*Instructions to follow*.
Give the entries back exactly, dropping each image.

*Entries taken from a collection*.
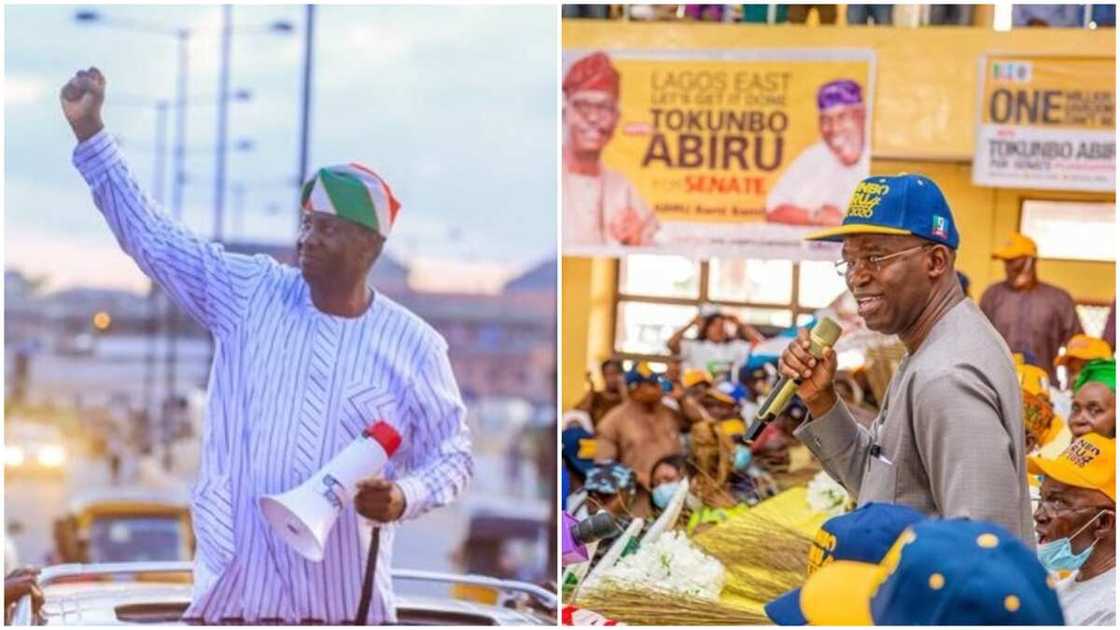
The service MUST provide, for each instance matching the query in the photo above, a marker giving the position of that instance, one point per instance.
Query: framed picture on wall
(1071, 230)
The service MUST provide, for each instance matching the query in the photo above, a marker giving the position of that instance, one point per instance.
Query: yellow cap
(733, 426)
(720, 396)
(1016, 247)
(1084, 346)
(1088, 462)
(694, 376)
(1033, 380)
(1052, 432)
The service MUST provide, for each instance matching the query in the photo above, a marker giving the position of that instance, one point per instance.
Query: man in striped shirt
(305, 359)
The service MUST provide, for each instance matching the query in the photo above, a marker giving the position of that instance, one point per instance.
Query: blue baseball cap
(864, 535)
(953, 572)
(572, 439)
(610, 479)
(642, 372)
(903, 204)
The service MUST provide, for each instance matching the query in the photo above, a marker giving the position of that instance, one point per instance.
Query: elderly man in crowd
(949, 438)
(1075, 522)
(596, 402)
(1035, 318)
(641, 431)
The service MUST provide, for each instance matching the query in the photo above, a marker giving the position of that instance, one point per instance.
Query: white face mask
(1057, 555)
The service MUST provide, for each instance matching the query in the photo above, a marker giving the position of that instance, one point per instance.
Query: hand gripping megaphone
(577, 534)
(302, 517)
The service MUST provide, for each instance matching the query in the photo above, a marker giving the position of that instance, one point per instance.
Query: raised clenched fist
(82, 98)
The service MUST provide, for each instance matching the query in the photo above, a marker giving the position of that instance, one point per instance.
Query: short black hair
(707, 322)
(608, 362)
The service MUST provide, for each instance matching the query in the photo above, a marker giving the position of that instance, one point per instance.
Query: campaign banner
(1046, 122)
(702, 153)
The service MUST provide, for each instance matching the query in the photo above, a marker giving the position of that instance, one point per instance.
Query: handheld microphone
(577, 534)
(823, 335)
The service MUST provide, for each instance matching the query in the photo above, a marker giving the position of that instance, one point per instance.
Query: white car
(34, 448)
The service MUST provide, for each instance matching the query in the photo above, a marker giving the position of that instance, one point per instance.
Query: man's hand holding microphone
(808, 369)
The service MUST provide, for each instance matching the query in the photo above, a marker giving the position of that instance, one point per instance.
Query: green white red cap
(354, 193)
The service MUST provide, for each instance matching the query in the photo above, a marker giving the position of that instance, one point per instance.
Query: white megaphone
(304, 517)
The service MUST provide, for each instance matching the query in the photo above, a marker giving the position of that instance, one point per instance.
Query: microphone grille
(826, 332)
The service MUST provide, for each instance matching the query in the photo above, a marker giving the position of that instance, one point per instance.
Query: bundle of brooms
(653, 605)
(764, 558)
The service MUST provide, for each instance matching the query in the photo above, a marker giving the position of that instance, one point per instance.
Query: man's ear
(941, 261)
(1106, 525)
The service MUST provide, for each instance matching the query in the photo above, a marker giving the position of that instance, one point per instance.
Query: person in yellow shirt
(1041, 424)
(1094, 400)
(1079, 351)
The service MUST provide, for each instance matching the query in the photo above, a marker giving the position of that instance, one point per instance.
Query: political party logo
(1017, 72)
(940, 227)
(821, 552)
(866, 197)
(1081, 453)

*Task solution*.
The service MUST provide, for each instance matching the query in the photo above, a marker giving the position of that instance, one point per instance.
Query: framed picture on wall
(1071, 230)
The service MUST provide, for each instance matching the query in the photo above, a marker giving the position of that instance, one point per instance.
Query: yellow cap
(733, 426)
(720, 396)
(1016, 247)
(1084, 346)
(1088, 462)
(694, 376)
(1033, 380)
(1052, 432)
The service MUST provide, for each instance matching the query in the photo above, a marker giving the position of that instance, one point per instance.
Query: man in striped shirt
(305, 359)
The service MUST provide, for each instance matching the query in the photo above, a marker giving the position of that instance, one point per instance.
Query: blue baseball cap
(864, 535)
(953, 572)
(572, 439)
(610, 479)
(642, 372)
(903, 204)
The service MUST provide, for each instance matching the query in the photo above, a marker giving the position of that instance, one point per instance.
Query: elderly man in crowd
(949, 438)
(1075, 522)
(596, 402)
(1035, 318)
(641, 431)
The service MUST provide, for each instance matching the query in the photo above, a marker giving the position of that instance, one point per instance.
Query: white face mask
(1057, 555)
The service MUST provide, for each instance matching the query in the photo above, a marker giving the position of that instance, one point per instance.
Query: hand gripping megaphone
(577, 534)
(302, 517)
The service MUST provide, for each instance matching the query in the photo above, a marker giving the position of that instance, one point per instance.
Query: raised clenched fist
(82, 98)
The service MUST provide, for each instance matching the query in the photo above, a marker giving the position of that instance, one point per instance.
Query: short black hair
(707, 322)
(608, 362)
The service MUST provide, for each instance matching the query in the photo above, a marker giving the position of that instance, one point per instance.
Query: campaign banner
(1046, 122)
(702, 153)
The service MUST provide, for each instance matching the query in the photo above, a marker giving the position of that instance, one point per instance.
Query: handheld microphone
(577, 534)
(823, 335)
The service MUST provide, for each instance matching the query in the photo above, a marker giving the position of that instance, one point per instance.
Query: white car
(34, 448)
The service MUST provide, for each instance matching the query in the photo above, a marker giving the position of that instance, one point per instance.
Query: man's hand holding microphone
(808, 369)
The service MUST provide, for each instance matching the query in the photo above, a marker giving the position of that instance, one point per instance.
Query: green white red cap
(354, 193)
The service MUST provide, for each instance matching the query in the photo above, a marker giving the position of that instance, one point per instance.
Query: white megaphone
(304, 517)
The service MUST provide, for each instance matching the query in the photo above, a marker giving the position of that instance, one point per instance.
Query: microphone grille
(826, 332)
The service MUST provide, for each instance matching the query in the photo above, a marker giving the position of that instance, one point per instance.
Query: bundle of brooms
(653, 605)
(764, 558)
The service MUST provide, for each instance matching the query in the photo above, a marker giving the position of that instance, one point per instance.
Query: man's ear
(941, 261)
(1106, 525)
The service MUST provide, for each instance matching the query in the photo above, a marker giving the position of that instance, one point per instance.
Query: person in yellow shirt
(1041, 424)
(1094, 400)
(1079, 351)
The service MUST provide, for each instance matching the query in the photo above, a marker giving the position of that instance, one point per instance.
Query: political party logo
(1017, 72)
(940, 227)
(821, 552)
(866, 197)
(1081, 453)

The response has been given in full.